** STATED TASK **
Output every line below, from the one containing "Where can you see the snow-covered" down to the one containing "[[280, 115], [289, 114]]", as a Markdown table with the columns No. and Line. Number each line and leave out blank ones.

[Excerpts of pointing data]
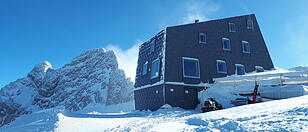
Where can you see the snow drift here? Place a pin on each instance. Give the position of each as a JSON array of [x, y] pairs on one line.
[[92, 78]]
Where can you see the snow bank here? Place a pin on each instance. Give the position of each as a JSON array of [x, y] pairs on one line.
[[280, 115]]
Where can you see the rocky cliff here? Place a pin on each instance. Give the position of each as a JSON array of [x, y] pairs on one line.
[[92, 77]]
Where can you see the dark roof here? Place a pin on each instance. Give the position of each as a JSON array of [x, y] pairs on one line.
[[213, 20]]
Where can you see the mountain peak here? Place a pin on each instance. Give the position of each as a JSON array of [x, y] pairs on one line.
[[39, 70]]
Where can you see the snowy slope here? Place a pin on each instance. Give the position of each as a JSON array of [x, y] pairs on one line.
[[90, 79], [295, 83], [280, 115]]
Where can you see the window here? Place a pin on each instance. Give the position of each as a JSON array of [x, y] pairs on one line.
[[191, 67], [259, 69], [155, 69], [231, 27], [145, 68], [186, 91], [249, 24], [152, 45], [221, 66], [226, 44], [239, 69], [246, 47], [202, 38]]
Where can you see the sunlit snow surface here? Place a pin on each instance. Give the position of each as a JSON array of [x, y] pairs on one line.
[[280, 115]]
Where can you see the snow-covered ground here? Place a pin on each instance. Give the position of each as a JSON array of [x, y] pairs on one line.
[[280, 115], [289, 114]]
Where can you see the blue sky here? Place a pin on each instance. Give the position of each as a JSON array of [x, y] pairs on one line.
[[32, 31]]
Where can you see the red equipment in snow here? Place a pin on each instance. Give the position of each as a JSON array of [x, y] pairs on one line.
[[254, 95]]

** FULL OUTPUT **
| No. | Line |
|---|---|
| 1 | Where can you see the snow-covered ground here? Place a pin on each instance. Give the position of each as a JSON array of [x, y] pairs on one line. |
| 2 | [[280, 115], [289, 114]] |